%%

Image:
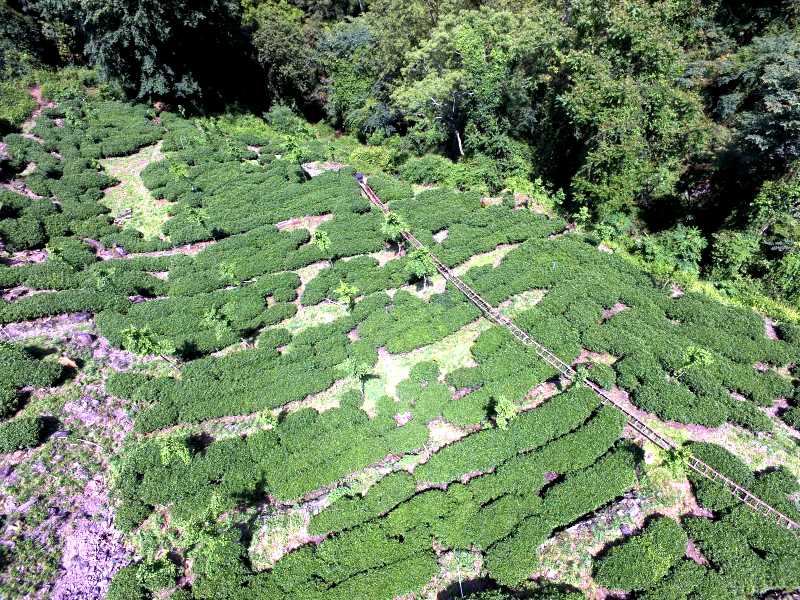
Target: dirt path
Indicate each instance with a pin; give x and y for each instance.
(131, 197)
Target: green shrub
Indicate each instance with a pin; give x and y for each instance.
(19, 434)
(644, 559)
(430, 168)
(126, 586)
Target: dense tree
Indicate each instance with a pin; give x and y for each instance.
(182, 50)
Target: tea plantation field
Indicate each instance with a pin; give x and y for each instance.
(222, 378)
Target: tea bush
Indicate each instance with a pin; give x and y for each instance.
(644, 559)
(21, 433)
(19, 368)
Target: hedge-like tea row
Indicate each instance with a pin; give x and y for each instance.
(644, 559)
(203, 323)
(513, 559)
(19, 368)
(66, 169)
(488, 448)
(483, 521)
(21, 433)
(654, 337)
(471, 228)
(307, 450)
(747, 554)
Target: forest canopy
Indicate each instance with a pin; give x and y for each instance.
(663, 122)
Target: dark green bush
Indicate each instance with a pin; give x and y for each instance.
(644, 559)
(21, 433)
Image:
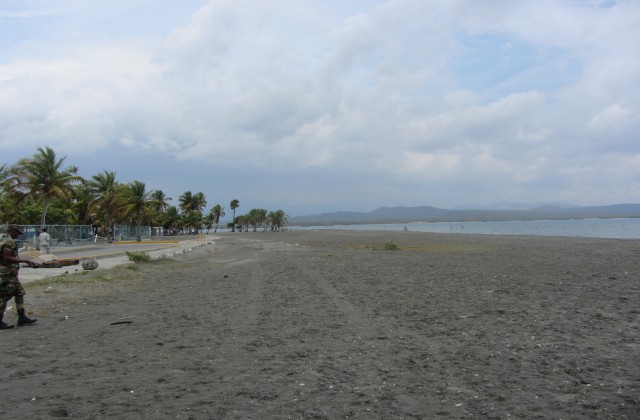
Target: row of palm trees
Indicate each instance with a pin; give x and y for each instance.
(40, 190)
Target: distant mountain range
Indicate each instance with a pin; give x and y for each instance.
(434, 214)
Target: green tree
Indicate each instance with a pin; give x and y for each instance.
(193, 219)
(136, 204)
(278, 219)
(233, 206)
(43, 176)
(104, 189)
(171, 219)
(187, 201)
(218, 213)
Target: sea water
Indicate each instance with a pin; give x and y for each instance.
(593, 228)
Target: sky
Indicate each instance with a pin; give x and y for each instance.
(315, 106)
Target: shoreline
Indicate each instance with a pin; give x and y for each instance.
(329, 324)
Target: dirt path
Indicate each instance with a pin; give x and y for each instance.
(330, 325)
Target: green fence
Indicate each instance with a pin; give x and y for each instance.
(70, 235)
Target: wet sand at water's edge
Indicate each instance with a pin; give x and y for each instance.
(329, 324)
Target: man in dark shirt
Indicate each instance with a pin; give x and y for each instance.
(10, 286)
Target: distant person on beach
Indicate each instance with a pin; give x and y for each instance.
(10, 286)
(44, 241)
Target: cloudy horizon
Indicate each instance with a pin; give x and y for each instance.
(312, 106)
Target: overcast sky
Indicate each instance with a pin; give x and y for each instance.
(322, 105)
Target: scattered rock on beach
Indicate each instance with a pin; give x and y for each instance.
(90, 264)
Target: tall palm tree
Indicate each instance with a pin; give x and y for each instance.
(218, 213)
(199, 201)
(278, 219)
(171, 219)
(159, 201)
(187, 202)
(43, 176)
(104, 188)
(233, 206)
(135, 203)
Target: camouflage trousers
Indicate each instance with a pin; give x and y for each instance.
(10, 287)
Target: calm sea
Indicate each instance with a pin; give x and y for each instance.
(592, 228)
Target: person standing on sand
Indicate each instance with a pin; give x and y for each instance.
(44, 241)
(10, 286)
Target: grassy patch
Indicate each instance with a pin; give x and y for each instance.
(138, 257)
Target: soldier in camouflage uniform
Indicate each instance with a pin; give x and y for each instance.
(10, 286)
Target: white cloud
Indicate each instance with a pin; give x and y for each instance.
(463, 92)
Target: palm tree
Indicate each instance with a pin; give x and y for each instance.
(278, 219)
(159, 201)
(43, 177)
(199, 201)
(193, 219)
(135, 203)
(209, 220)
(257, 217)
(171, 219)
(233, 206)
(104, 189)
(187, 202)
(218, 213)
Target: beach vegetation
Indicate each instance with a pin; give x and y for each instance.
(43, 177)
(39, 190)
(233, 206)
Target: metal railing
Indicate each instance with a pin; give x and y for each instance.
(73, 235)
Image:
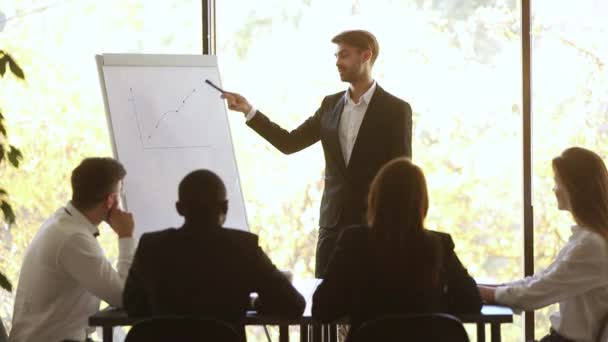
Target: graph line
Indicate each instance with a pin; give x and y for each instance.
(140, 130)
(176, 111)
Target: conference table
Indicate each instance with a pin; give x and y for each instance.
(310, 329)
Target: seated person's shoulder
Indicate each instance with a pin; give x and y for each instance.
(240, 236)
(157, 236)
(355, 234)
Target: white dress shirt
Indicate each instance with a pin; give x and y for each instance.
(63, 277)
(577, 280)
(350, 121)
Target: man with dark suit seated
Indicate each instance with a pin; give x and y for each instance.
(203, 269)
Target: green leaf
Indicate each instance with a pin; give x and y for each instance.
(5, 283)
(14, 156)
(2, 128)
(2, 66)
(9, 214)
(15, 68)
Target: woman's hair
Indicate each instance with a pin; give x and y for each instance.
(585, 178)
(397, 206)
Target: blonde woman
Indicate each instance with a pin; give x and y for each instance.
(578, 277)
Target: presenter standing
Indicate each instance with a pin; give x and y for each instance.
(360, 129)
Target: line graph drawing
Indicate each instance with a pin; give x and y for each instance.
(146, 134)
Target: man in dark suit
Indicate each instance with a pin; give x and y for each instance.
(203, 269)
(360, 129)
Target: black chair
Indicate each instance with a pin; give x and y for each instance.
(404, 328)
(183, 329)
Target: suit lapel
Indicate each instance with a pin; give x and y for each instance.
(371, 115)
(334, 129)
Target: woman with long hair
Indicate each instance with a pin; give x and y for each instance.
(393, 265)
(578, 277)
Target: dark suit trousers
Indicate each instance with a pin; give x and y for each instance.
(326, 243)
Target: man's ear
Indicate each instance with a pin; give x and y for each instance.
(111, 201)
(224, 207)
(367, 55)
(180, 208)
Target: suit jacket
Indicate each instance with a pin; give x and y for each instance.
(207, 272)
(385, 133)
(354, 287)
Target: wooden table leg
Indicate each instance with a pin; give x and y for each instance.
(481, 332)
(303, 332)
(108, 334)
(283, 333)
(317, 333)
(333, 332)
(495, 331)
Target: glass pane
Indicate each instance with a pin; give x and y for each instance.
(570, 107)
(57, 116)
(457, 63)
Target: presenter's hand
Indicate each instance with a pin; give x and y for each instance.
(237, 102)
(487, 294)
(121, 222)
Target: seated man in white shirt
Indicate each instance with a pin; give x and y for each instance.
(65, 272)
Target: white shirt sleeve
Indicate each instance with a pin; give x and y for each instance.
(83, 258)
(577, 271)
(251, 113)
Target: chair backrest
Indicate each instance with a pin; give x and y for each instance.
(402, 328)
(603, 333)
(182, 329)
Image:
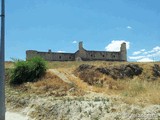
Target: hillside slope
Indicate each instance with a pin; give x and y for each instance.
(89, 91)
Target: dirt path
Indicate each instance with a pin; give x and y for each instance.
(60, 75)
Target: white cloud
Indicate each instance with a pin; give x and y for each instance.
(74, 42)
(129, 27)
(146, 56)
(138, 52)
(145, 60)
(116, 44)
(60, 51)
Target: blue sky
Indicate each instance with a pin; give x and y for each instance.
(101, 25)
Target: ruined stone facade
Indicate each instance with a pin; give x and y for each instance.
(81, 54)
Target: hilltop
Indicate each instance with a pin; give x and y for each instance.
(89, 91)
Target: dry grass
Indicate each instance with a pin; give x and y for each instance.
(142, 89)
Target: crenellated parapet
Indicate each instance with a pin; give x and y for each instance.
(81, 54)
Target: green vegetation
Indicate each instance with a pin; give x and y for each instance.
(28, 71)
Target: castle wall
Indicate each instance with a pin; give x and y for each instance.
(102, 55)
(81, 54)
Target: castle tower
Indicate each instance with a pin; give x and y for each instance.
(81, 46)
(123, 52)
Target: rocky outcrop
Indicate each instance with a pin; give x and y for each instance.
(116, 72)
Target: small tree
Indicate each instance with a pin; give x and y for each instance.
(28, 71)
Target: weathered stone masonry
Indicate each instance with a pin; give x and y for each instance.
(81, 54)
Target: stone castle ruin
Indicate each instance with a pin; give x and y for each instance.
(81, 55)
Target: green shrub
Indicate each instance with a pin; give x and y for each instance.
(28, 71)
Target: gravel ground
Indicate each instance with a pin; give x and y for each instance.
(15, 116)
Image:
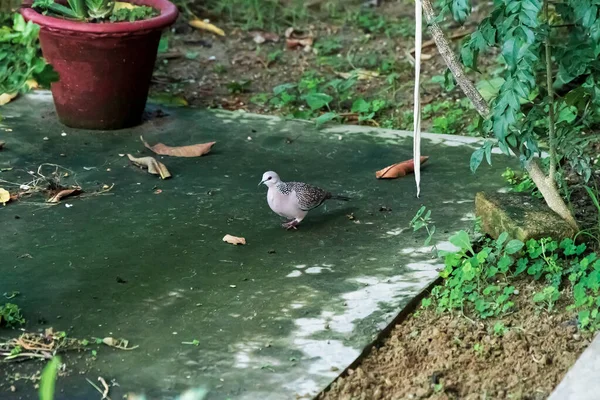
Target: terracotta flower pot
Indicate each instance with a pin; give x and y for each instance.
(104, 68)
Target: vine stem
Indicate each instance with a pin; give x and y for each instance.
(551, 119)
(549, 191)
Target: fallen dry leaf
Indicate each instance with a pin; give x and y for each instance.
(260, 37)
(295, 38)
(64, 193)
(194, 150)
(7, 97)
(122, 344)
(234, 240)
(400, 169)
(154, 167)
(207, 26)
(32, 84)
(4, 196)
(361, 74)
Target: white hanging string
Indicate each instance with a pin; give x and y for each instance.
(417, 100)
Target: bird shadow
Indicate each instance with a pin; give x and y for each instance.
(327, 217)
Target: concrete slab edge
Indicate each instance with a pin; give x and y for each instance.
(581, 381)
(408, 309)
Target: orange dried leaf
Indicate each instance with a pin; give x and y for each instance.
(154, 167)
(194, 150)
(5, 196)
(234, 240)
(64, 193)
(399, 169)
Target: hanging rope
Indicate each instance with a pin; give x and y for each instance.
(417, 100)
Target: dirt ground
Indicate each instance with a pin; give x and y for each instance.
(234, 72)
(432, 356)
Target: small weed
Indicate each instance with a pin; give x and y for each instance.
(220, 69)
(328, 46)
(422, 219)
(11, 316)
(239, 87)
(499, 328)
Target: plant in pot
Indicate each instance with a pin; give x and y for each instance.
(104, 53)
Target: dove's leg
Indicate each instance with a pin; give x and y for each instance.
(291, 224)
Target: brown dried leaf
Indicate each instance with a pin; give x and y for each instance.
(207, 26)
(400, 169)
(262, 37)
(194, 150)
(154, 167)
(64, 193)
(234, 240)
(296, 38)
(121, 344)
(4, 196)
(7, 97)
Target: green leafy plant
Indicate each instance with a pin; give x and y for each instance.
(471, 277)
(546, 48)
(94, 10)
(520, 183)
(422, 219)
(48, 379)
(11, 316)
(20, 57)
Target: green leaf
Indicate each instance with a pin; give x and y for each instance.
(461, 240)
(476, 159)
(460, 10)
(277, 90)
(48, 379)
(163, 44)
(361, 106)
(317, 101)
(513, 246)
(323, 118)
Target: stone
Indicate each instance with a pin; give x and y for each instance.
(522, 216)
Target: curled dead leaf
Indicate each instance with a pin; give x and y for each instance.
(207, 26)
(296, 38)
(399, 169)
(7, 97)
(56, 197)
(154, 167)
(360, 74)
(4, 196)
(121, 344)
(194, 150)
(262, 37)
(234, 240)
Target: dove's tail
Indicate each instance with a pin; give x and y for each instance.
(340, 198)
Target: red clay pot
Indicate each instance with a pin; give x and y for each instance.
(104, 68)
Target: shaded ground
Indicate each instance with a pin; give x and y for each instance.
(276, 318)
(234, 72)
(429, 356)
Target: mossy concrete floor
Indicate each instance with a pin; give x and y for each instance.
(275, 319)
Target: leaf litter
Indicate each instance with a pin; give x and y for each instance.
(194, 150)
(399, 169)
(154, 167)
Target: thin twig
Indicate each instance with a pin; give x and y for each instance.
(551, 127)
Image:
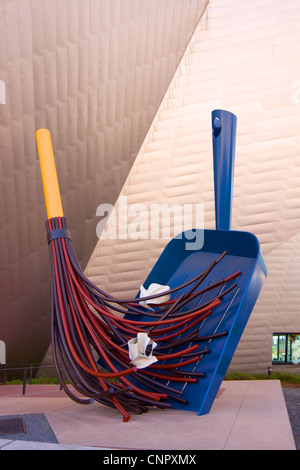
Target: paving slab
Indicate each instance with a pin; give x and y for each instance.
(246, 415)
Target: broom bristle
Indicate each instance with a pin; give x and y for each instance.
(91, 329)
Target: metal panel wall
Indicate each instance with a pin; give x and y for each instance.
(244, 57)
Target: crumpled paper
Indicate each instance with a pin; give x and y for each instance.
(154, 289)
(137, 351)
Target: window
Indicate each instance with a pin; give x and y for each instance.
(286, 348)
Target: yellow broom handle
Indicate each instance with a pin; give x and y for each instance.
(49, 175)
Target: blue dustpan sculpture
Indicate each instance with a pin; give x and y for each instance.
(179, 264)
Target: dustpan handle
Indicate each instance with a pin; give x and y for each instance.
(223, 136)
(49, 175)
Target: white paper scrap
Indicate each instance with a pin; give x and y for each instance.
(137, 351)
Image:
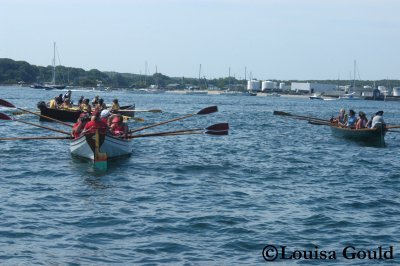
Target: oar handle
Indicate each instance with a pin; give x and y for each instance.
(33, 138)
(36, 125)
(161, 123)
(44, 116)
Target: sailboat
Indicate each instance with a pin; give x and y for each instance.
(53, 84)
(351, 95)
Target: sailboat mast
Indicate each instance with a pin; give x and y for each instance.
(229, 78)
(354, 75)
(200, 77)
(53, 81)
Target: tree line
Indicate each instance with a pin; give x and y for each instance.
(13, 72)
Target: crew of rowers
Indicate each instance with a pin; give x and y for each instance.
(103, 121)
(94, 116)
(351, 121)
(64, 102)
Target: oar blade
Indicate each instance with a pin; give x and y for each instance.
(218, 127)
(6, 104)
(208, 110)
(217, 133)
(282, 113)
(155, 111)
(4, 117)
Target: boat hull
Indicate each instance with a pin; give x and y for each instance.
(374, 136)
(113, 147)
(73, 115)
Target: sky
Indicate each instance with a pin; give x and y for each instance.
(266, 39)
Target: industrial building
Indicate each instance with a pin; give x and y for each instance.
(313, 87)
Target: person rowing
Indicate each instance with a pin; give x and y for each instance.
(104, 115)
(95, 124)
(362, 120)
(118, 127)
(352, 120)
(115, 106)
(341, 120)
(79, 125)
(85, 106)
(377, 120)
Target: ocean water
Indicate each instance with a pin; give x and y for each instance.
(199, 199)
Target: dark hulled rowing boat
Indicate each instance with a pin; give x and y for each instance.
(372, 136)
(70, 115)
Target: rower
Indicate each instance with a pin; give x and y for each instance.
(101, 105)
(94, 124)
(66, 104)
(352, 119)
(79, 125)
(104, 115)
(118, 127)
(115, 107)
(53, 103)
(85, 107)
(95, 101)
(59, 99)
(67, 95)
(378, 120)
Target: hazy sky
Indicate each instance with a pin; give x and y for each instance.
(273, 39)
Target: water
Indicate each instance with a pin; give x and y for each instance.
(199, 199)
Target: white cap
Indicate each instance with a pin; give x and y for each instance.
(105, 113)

%%

● THE REQUEST
Copy exactly, word for word, the line with "Target: tree line" through the final line of the listing.

● EXERCISE OUTPUT
Target: tree line
Indicate each instance with a pin; give x and y for each instance.
(13, 72)
Target: crew of rowers
Indicate each instance with a pin; give x and y for each instance.
(103, 121)
(94, 116)
(351, 121)
(64, 102)
Target: oar blade
Indicate each instance with a pin; give x and y for each instance.
(218, 127)
(6, 104)
(208, 110)
(217, 133)
(282, 113)
(155, 111)
(4, 117)
Target: boat hull
Indicate each instance with a pin; give x and y for each instance.
(374, 136)
(113, 147)
(73, 115)
Target: sky
Indicate each instance with a pin; give x and y for each instance.
(266, 39)
Target: industrial building
Indicate each instance with a pin; give x and y for each instance.
(313, 87)
Target: person rowing
Indicate each instance with a pin; give x and y for each instance.
(104, 115)
(95, 124)
(362, 120)
(118, 127)
(352, 120)
(115, 106)
(341, 120)
(79, 125)
(85, 106)
(377, 120)
Target: ocean water
Indicate each instance with a pin; give x and y for each instance.
(199, 199)
Target: dark hulled rowing boat
Indicate each instance with a pin; give x and y for each instance.
(372, 136)
(70, 115)
Target: rower
Indicate each instance with a pin; give x and y for each instance.
(101, 105)
(94, 124)
(66, 104)
(352, 119)
(79, 125)
(104, 115)
(118, 127)
(115, 107)
(53, 103)
(85, 107)
(95, 101)
(59, 99)
(67, 95)
(378, 120)
Target: hazy sky
Indicate each instance with a pin; give x and y for each instance.
(273, 39)
Target: water
Indicate each instance with a pin; give x and y for each instance.
(199, 199)
Target: white cap
Indicate each instance with a pin; give x and y for each instance.
(105, 113)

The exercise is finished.